Vernetzung im Gesundheitswesen – wird das jemals gelingen…?

…fragte Praxisgründer UND Start Up-Gründer PD Dr. med. Oliver Miltner, Facharzt für Orthopädie und Unfallchirurgie (DocOrtho Berlin) in seinem Vortrag. Während im Start Up-Bereich viele Gelder in die Digitalisierung des Gesundheitswesens gesteckt werden, wird die zentrale elektronische Patientenakte (ePA)des Bundesgesundheitsministeriums keine Erfolgsgeschichte werden. Niedergelassene Ärzte sind in ihrem Praxisalltag auf individuelle Lösungen angewiesen, die aber derzeit weder für die Ärzte noch für die Patienten zufriedenstellend sind.

◆ Zu bearbeitende Aufgaben
a) Gib den Abschnitt von „Vernetzung im Gesundheitswesen“ bis „Patienten zufriedenstellend sind.“ aus dem Textausschnitt wortgetreu wieder.
b) Welche Facharztbezeichnung trägt Oliver Miltner laut Textausschnitt?
Die Einträge sind eigenständiges Material und gehören nicht zum Textausschnitt.

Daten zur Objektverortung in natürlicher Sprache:
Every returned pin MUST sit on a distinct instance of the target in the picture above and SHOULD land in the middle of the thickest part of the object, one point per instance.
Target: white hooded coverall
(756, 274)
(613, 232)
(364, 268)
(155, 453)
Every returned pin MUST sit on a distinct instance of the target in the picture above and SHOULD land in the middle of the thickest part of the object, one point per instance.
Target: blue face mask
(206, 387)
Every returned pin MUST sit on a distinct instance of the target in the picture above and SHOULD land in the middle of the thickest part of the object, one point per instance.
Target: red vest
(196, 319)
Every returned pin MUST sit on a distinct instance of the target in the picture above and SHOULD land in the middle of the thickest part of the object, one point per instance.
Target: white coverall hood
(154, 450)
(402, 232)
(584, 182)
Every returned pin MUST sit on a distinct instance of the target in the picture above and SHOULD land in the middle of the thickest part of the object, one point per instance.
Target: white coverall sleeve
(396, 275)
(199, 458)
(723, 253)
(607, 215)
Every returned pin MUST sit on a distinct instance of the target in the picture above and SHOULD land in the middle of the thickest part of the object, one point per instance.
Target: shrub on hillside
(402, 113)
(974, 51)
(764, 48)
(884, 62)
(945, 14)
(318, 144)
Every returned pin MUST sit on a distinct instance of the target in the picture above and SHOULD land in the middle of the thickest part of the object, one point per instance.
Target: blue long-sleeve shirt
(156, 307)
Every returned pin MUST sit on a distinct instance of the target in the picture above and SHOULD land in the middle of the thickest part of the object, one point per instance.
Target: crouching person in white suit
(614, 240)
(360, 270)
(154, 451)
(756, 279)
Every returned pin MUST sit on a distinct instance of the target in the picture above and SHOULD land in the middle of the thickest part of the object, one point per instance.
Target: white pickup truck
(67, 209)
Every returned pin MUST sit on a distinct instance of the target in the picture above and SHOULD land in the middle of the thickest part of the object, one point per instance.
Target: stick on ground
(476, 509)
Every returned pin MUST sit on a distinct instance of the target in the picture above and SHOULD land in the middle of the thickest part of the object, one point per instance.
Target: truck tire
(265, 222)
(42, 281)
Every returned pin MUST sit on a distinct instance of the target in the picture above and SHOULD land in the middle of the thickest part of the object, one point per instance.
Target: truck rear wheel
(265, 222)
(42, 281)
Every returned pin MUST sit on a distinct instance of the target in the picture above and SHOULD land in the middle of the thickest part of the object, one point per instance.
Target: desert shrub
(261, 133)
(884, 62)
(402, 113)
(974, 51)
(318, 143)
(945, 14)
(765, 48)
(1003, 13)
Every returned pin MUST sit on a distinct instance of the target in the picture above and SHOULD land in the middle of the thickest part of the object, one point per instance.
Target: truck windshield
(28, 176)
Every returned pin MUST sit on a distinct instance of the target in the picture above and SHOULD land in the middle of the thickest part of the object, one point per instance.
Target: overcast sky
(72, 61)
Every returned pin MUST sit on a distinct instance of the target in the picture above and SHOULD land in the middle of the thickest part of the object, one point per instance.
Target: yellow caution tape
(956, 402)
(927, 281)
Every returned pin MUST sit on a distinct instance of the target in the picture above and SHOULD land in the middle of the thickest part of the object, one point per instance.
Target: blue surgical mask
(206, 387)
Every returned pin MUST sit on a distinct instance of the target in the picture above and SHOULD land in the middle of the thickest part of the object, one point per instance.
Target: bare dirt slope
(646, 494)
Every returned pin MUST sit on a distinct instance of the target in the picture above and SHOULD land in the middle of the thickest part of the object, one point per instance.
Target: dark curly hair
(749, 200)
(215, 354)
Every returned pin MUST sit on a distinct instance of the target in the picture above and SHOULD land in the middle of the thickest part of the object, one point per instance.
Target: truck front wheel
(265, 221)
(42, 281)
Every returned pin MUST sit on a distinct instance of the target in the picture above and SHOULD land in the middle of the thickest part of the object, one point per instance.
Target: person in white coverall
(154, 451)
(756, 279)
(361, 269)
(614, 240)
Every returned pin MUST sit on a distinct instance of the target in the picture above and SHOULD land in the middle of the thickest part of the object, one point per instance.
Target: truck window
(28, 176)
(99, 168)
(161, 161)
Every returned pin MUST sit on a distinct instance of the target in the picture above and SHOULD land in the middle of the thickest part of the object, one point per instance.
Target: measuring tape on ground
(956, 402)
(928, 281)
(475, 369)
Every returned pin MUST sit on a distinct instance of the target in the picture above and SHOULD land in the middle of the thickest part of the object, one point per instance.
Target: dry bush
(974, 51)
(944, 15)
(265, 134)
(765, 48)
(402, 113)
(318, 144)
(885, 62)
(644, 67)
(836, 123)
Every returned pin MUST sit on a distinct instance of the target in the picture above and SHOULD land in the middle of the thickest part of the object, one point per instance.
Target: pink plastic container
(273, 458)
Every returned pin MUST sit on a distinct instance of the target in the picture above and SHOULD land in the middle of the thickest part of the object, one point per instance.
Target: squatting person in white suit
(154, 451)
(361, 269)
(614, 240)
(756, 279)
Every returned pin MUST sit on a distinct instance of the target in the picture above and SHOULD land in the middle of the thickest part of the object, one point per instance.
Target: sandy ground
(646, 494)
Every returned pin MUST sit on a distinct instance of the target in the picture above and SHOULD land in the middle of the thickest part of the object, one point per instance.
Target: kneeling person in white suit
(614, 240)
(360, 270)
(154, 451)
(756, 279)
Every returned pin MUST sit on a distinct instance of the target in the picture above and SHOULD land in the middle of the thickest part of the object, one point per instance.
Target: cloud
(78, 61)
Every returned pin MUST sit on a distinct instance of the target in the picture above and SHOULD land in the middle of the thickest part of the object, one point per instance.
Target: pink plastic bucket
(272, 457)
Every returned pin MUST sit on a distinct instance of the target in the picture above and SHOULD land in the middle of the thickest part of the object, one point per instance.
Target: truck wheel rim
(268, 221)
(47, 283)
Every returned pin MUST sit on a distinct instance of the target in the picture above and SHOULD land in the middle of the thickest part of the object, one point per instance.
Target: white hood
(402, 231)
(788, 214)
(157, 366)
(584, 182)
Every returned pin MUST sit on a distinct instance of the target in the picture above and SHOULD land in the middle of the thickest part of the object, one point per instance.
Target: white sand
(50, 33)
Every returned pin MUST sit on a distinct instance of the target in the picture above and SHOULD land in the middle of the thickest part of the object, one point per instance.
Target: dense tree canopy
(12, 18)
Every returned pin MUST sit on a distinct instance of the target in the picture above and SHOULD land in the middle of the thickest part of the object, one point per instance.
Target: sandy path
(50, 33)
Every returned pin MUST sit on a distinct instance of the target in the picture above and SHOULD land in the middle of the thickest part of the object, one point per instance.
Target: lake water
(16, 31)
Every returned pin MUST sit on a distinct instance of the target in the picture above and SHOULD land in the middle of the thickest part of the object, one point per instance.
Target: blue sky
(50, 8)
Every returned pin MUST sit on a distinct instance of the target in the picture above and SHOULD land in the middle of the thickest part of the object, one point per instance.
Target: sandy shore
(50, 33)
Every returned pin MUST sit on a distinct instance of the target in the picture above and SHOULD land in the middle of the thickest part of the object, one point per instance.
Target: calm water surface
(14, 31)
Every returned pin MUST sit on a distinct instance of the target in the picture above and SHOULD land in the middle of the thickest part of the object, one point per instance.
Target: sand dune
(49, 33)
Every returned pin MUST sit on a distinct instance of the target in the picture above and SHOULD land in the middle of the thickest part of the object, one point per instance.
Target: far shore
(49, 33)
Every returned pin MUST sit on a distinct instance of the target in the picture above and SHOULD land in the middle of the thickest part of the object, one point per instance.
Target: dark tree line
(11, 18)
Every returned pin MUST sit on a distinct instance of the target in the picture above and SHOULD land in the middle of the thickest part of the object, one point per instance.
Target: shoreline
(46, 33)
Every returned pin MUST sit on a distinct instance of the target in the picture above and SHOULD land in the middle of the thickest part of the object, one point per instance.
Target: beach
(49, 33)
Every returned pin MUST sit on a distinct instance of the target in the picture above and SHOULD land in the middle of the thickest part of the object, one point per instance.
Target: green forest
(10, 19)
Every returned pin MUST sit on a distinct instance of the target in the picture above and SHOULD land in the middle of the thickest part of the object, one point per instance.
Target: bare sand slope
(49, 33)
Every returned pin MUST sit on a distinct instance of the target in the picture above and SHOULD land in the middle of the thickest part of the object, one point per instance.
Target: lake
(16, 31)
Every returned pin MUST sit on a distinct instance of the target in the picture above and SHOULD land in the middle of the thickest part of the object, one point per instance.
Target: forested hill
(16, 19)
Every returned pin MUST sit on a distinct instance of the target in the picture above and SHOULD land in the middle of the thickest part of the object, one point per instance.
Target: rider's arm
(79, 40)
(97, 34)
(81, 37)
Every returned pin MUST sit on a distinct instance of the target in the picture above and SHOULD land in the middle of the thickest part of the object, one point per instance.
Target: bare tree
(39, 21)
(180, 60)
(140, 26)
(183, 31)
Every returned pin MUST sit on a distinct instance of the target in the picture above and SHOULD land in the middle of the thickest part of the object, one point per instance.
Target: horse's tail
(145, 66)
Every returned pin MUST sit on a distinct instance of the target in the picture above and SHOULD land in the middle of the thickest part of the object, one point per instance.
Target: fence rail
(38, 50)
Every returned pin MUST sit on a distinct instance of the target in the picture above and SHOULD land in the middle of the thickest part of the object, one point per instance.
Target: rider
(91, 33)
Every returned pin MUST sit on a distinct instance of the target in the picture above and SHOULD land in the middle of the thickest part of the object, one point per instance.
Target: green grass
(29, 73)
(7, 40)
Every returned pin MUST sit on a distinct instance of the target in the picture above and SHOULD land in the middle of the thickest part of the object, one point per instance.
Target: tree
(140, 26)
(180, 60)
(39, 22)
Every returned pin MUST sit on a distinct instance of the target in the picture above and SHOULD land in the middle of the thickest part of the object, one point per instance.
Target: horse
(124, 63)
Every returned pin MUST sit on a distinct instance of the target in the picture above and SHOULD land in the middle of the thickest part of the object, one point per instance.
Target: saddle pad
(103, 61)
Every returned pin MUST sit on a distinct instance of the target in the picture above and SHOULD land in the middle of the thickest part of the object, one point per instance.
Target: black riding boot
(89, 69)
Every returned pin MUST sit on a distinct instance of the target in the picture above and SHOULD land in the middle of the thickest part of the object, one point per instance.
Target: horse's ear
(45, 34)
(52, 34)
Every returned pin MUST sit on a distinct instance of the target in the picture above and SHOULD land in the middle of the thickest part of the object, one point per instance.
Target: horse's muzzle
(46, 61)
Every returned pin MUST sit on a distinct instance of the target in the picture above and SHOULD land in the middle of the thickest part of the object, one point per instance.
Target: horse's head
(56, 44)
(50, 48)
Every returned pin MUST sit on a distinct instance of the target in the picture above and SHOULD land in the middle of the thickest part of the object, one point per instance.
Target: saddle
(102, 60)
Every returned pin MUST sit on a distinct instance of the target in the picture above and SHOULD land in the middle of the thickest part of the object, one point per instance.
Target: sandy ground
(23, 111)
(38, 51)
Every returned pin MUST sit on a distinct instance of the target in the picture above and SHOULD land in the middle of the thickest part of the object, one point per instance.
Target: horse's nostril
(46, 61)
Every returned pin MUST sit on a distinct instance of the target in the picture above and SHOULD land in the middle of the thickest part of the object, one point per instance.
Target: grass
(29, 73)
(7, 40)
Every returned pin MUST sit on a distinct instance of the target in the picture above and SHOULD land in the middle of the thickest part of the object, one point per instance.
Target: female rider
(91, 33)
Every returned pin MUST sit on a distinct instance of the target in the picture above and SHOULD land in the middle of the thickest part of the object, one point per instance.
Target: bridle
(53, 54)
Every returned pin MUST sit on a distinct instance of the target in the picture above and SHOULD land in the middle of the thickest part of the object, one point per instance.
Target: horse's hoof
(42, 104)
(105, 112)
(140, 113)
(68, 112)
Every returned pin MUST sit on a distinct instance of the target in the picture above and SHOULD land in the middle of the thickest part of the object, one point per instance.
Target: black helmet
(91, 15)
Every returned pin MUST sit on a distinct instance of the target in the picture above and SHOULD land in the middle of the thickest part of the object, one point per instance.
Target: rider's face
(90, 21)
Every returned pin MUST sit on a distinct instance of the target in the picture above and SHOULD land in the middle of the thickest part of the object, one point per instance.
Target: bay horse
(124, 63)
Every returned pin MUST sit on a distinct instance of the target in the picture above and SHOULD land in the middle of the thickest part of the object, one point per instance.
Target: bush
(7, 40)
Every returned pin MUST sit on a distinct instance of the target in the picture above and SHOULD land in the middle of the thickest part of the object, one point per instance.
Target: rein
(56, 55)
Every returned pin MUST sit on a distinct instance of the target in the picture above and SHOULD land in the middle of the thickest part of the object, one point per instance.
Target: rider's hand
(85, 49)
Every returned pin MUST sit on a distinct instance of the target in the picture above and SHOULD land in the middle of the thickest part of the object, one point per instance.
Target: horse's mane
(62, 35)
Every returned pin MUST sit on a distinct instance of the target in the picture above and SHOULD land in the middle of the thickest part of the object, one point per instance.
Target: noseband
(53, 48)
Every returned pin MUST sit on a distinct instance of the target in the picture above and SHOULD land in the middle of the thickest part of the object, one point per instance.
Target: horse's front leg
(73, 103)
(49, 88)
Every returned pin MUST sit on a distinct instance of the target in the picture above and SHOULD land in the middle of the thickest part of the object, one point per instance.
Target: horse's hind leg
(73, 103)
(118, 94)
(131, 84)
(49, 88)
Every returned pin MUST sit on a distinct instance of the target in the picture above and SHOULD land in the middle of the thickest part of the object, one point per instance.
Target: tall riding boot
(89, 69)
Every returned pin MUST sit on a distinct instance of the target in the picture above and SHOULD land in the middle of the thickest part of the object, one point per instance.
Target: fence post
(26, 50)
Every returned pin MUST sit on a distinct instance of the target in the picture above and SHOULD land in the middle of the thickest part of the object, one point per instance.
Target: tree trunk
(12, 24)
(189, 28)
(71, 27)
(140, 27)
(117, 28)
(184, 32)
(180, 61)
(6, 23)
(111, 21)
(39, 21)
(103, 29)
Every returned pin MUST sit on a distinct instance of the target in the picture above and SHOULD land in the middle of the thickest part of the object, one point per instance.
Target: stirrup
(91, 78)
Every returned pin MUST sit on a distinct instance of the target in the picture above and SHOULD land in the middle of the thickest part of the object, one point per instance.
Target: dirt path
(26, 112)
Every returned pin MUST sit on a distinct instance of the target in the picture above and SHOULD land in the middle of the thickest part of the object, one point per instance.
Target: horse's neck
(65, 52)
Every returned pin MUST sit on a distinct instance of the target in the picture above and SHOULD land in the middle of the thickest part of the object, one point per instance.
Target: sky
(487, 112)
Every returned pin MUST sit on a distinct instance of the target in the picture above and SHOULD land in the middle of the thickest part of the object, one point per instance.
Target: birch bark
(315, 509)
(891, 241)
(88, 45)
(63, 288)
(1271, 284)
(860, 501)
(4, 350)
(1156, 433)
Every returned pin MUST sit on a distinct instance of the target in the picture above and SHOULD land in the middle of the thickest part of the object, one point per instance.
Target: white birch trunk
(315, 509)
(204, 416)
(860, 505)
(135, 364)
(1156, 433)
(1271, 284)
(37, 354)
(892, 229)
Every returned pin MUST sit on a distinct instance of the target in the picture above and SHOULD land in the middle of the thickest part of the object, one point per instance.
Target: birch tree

◆ Deine Antworten
a)
Vernetzung im Gesundheitswesen – wird das jemals gelingen…?

…fragte Praxisgründer UND Start Up-Gründer PD Dr. med. Oliver Miltner, Facharzt für Orthopädie und Unfallchirurgie (DocOrtho Berlin) in seinem Vortrag. Während im Start Up-Bereich viele Gelder in die Digitalisierung des Gesundheitswesens gesteckt werden, wird die zentrale elektronische Patientenakte (ePA)des Bundesgesundheitsministeriums keine Erfolgsgeschichte werden. Niedergelassene Ärzte sind in ihrem Praxisalltag auf individuelle Lösungen angewiesen, die aber derzeit weder für die Ärzte noch für die Patienten zufriedenstellend sind.

b) Facharzt für Orthopädie und Unfallchirurgie